Given records:

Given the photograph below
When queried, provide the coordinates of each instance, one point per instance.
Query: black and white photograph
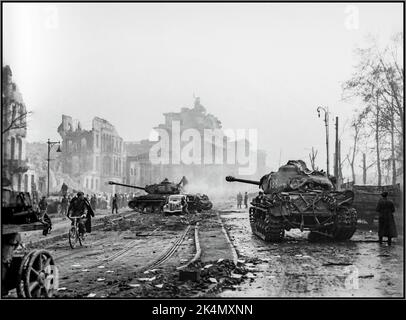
(202, 150)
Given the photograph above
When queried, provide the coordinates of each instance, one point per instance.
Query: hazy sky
(264, 66)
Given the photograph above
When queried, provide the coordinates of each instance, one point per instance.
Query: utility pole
(326, 121)
(50, 145)
(337, 152)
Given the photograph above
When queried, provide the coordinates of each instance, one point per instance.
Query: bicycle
(74, 234)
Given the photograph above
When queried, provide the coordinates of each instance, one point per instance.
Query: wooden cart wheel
(21, 275)
(40, 275)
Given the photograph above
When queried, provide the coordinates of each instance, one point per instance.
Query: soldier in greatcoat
(387, 226)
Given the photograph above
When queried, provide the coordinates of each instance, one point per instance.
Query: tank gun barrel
(125, 185)
(232, 179)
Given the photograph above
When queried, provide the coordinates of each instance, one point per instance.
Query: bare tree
(356, 125)
(378, 81)
(312, 157)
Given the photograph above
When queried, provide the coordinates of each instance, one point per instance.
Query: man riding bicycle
(80, 207)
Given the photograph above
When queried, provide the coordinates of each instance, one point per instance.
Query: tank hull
(326, 215)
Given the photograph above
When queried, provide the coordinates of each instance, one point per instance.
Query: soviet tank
(295, 197)
(156, 196)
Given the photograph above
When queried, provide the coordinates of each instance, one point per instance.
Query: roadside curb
(198, 249)
(63, 235)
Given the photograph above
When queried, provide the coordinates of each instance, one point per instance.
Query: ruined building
(16, 171)
(92, 157)
(202, 176)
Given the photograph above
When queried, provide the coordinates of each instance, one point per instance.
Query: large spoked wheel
(37, 276)
(74, 237)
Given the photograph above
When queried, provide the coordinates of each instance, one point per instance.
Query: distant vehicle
(366, 199)
(156, 197)
(198, 202)
(174, 204)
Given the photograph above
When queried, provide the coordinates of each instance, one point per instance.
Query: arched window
(19, 182)
(20, 148)
(26, 183)
(13, 147)
(14, 112)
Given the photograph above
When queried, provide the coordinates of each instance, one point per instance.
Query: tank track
(343, 229)
(269, 229)
(345, 224)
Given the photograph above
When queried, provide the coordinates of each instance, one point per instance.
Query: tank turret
(165, 187)
(296, 197)
(292, 176)
(157, 194)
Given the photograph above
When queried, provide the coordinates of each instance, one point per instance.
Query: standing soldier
(246, 200)
(114, 204)
(43, 205)
(387, 226)
(239, 200)
(93, 202)
(64, 206)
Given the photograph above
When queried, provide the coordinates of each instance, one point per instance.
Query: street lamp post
(326, 121)
(50, 145)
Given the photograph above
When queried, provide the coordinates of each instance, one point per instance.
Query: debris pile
(197, 279)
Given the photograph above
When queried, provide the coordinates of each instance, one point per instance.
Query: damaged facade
(92, 157)
(16, 171)
(141, 170)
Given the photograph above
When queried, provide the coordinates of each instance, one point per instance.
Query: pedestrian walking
(43, 205)
(246, 200)
(114, 204)
(239, 200)
(387, 226)
(93, 202)
(64, 206)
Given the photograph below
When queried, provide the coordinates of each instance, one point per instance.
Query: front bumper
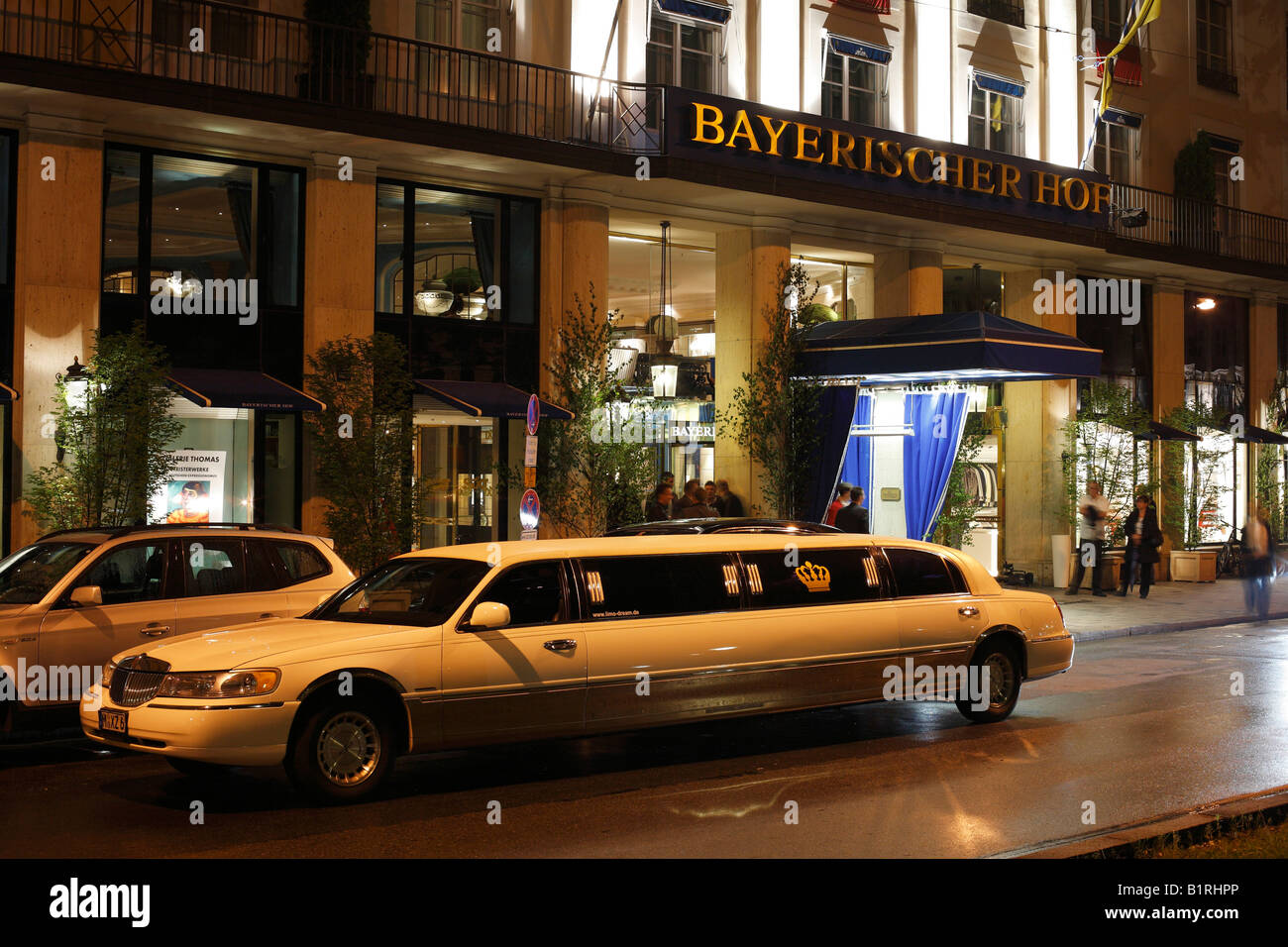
(1048, 656)
(253, 733)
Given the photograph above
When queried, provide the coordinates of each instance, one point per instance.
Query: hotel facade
(482, 165)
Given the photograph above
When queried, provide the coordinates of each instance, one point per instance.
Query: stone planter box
(1193, 565)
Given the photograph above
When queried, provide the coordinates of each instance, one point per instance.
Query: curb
(1172, 626)
(1198, 825)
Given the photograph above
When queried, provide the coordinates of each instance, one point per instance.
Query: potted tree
(339, 46)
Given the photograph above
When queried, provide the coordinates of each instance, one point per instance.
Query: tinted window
(129, 574)
(300, 561)
(214, 567)
(532, 591)
(30, 574)
(811, 578)
(917, 573)
(406, 591)
(644, 585)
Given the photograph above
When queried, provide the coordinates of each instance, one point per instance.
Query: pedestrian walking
(1258, 562)
(842, 499)
(1144, 538)
(854, 515)
(1093, 517)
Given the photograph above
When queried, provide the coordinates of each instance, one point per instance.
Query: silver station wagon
(519, 641)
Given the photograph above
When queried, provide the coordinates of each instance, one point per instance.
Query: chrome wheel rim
(348, 748)
(1001, 680)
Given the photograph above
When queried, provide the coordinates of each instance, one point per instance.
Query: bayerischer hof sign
(794, 145)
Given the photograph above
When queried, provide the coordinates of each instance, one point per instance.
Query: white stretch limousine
(516, 641)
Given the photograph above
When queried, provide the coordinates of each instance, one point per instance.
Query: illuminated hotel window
(854, 81)
(996, 114)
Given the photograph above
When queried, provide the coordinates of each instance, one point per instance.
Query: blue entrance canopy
(970, 347)
(241, 389)
(490, 399)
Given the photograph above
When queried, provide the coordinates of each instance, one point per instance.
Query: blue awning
(490, 399)
(858, 50)
(696, 9)
(240, 389)
(1119, 116)
(970, 347)
(997, 84)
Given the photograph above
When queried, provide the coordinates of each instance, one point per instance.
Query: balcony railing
(269, 54)
(1157, 217)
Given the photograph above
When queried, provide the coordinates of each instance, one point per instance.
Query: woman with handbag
(1144, 538)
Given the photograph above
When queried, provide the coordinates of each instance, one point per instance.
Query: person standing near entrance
(1144, 538)
(853, 518)
(1258, 562)
(1093, 515)
(842, 499)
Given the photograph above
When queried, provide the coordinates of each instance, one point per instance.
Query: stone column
(748, 261)
(56, 282)
(339, 296)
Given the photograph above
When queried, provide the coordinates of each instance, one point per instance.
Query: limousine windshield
(406, 591)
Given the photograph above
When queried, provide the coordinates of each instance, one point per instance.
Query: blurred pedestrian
(1093, 515)
(842, 499)
(854, 515)
(1144, 538)
(1258, 562)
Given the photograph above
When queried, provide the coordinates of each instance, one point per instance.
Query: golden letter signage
(810, 147)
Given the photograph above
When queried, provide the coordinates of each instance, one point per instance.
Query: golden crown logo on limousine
(804, 144)
(815, 578)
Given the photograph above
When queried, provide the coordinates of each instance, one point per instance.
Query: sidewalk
(1170, 607)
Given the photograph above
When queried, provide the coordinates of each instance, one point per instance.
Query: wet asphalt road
(1138, 727)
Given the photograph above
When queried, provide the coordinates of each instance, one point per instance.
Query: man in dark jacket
(853, 518)
(1144, 538)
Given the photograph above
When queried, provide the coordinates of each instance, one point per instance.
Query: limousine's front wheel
(1003, 682)
(343, 751)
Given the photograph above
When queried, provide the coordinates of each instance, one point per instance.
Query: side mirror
(86, 595)
(488, 615)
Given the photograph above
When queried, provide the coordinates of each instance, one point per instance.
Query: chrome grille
(137, 681)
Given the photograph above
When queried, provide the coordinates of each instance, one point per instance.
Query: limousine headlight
(220, 684)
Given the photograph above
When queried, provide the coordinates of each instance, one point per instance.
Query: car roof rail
(115, 531)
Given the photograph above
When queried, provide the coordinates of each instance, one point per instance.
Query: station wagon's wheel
(1004, 682)
(198, 770)
(343, 751)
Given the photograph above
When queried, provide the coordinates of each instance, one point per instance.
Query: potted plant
(339, 44)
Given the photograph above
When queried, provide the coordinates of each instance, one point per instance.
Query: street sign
(529, 510)
(533, 414)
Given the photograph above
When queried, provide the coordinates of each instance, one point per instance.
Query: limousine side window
(533, 592)
(810, 578)
(917, 573)
(640, 586)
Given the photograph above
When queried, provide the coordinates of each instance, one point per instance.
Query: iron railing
(269, 54)
(1157, 217)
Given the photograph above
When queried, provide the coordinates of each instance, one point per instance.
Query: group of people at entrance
(1144, 538)
(697, 501)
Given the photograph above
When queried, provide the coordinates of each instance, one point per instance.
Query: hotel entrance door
(456, 472)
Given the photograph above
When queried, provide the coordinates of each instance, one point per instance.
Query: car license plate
(114, 722)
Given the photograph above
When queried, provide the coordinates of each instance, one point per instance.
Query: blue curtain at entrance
(836, 411)
(938, 420)
(857, 468)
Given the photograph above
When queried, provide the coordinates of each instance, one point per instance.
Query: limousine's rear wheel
(1003, 664)
(343, 751)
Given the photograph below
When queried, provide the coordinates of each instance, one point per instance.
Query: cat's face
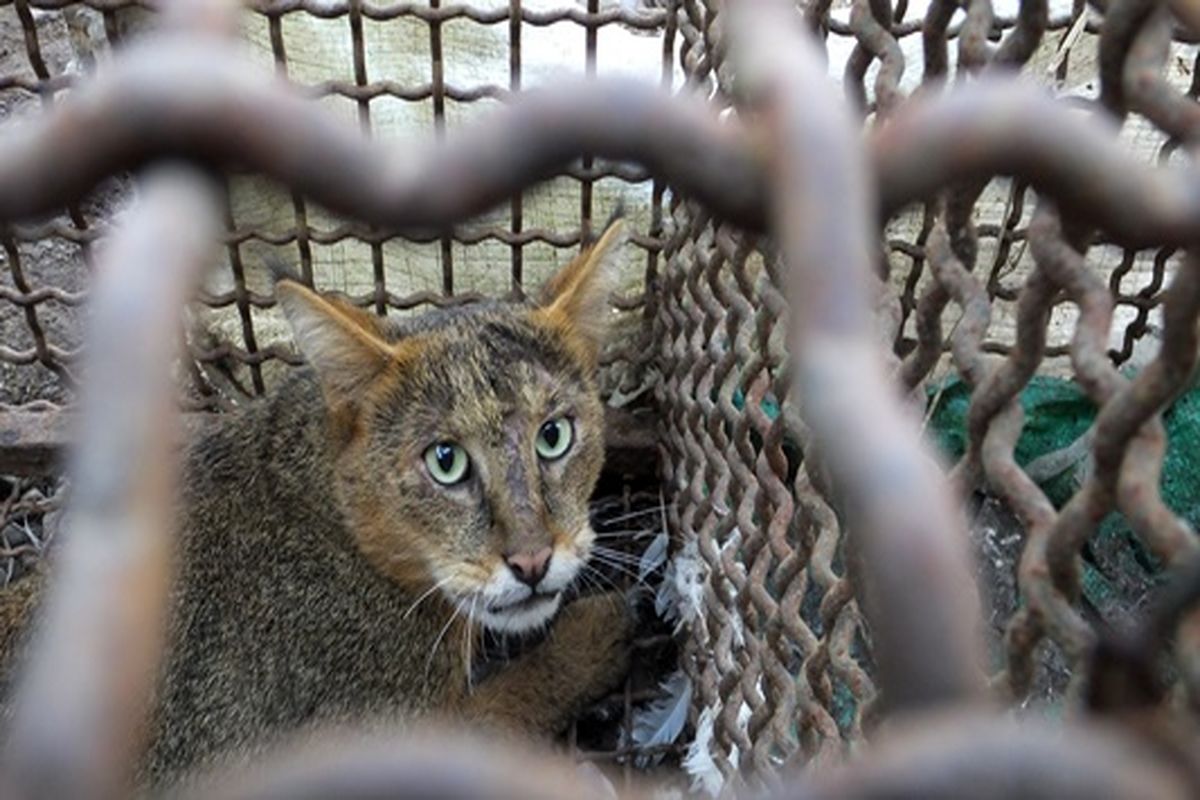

What you should do: The output must start at the line holding "Query: blue curtain at entrance", end at the last line of the listing above, and show each line exactly; please omit all pictures.

Answer box:
Query: blue curtain at entrance
(836, 411)
(938, 420)
(857, 468)
Given the photograph above
When queried, provide the coordinates of each instance, one point per instance.
Query: limousine's rear wheel
(1003, 664)
(343, 751)
Given the photograph below
When queried, provide the coordinates of each instance, one point per instance.
Query: cat's face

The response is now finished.